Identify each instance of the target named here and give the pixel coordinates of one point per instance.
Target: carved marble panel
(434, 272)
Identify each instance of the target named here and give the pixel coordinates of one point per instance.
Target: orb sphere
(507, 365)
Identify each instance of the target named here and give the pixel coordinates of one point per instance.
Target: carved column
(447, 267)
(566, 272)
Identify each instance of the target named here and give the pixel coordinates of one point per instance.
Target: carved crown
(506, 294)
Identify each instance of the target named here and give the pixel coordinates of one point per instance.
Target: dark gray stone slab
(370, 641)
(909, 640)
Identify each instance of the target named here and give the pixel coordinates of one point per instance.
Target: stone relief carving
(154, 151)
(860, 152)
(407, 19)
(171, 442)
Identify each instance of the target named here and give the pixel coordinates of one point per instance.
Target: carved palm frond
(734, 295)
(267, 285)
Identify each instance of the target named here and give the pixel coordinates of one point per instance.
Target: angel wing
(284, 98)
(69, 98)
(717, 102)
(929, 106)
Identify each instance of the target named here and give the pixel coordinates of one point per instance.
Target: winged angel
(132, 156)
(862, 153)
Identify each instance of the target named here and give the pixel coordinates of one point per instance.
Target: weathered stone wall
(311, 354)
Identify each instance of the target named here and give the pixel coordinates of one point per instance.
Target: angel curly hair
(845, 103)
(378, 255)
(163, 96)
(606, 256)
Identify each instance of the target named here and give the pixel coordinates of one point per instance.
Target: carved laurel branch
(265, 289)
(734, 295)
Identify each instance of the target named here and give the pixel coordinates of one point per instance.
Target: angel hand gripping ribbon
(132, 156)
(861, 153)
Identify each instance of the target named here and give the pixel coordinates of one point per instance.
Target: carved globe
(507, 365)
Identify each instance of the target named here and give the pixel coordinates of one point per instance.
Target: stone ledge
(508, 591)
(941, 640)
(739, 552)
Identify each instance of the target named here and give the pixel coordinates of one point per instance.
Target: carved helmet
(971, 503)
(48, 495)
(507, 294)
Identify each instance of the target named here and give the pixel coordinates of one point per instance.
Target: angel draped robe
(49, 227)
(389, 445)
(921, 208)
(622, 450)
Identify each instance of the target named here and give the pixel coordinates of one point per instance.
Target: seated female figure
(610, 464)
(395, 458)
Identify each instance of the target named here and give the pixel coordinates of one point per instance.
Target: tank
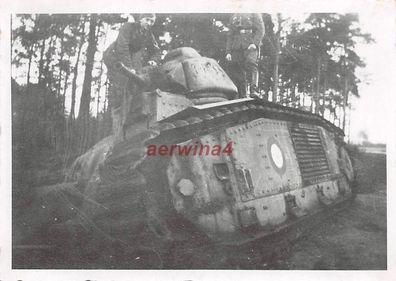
(198, 165)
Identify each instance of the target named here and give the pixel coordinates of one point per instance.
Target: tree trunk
(74, 82)
(46, 72)
(83, 114)
(276, 60)
(62, 53)
(31, 52)
(317, 92)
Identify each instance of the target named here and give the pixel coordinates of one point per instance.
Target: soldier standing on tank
(134, 46)
(242, 50)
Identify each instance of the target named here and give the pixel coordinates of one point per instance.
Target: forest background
(60, 89)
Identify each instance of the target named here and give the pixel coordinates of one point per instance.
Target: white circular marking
(276, 155)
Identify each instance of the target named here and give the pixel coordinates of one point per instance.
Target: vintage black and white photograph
(200, 140)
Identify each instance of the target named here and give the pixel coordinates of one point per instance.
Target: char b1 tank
(195, 161)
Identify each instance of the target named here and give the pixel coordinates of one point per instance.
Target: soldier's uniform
(134, 46)
(245, 29)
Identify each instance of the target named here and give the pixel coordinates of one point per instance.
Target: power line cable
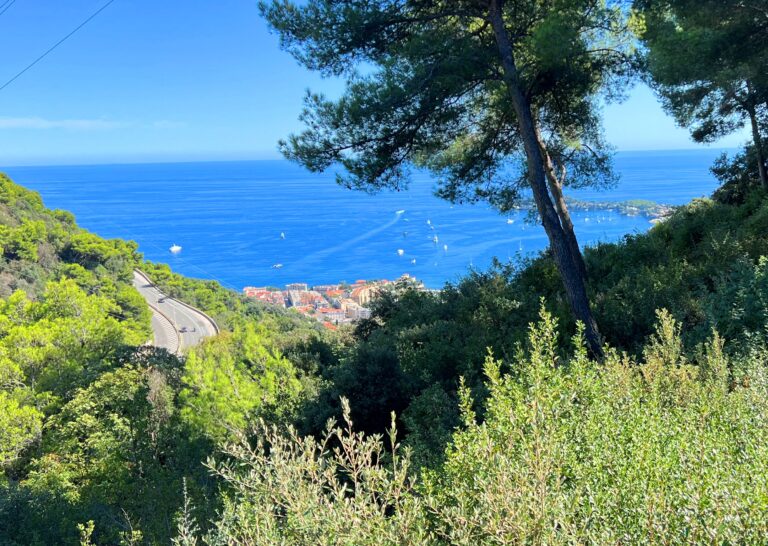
====================
• What the exercise asks:
Once the pictures are removed, output the remaining material exactly.

• Response area:
Identify each instance of the target named here and give the pixel coordinates of one point per instance.
Target: carved marble panel
(434, 272)
Identify each instance of the target named here and give the pixel coordinates of one point per instance.
Target: orb sphere
(507, 365)
Identify each instance of the target named here and give the pixel coordinates of one point per instance.
Target: carved column
(447, 267)
(566, 272)
Identify each instance of the target named here and give the pixel coordinates of one point per instance.
Target: carved crown
(506, 294)
Identify each instance of the target named here and give the pixel coordinates of one point per instance.
Target: dark gray stone slab
(370, 641)
(909, 640)
Identify each instance of the target named here and give the pixel coordinates of one point per instance.
Target: stone relief carving
(154, 151)
(860, 152)
(407, 19)
(171, 442)
Identify each instance of the target named here and give the pixel coordinates of one point per instance.
Target: carved palm frond
(734, 295)
(267, 285)
Identify each instance of the target named here and give the pixel coordinates of one point per instance.
Target: angel wing
(284, 98)
(69, 98)
(717, 102)
(929, 106)
Identify each instance of the target named here and give the pixel coordinates of one point per instance.
Target: winged angel
(132, 156)
(862, 153)
Identify each instance of the target named here and give the pixel coordinates of one point per instance.
Target: weathered stone wall
(311, 354)
Identify each instance of the target named here and give the pixel coordinates of one point per instance.
Target: angel curly hair
(845, 103)
(378, 255)
(163, 96)
(606, 256)
Identify each instance of the target named here and give the pixel coordinates of one point per instance.
Target: carved laurel branch
(265, 289)
(734, 295)
Identify each instance of the target named here and give the pixel coordinates of one point per instance.
Target: angel hand gripping ribbon
(132, 156)
(861, 153)
Identify each instance of the target named here and give the pixel coordinates of one point per instance.
Target: carved globe
(507, 365)
Identify each instance of the target named here and give the pixel coordinates of one point per instance.
Target: stone ledge
(508, 591)
(941, 640)
(739, 552)
Identify each instance of the target named here and give the pixel coordinates of one point per instance.
Target: carved helmet
(971, 503)
(48, 495)
(507, 294)
Identify each instance of the target named here and give the pixel coordinates of one point per instance.
Target: angel draped robe
(49, 227)
(389, 445)
(921, 208)
(622, 450)
Identify each instance of the target named here and give the pixel coordinates of one point per instance.
Target: seated female figure
(610, 464)
(395, 458)
Identify each instance of the target named here and give the pixel coordinates of one point per instance.
Target: tank
(198, 165)
Identify each instance of the target named here and give the pixel coordinates of one point per instance.
Target: tree trunk
(74, 82)
(46, 72)
(83, 114)
(276, 60)
(62, 53)
(31, 52)
(317, 92)
Identify each instance of the target named here and give the pixel coordinates of one point per instance.
Target: soldier standing on tank
(134, 46)
(242, 50)
Identify each instance of the target named here and give the pixel coordinates of one point per instance.
Target: forest background
(60, 89)
Identify each instance of the target named here and give the pixel coordinates of one point per instance.
Target: white circular marking
(276, 155)
Identify each instance of the target named here and give the pixel coordinates of one point per instance.
Target: vintage black and white photograph
(200, 140)
Identify each instance of the target named here and give the pixel coordinates of one point per instance.
Target: char b1 tank
(195, 161)
Identify each instance of the target named here and give the pixel coordinates of one point per instance.
Target: soldier's uniform
(134, 46)
(245, 29)
Identify each instance of the target named here and give the pixel coordinates of one point per instance.
Target: power line cable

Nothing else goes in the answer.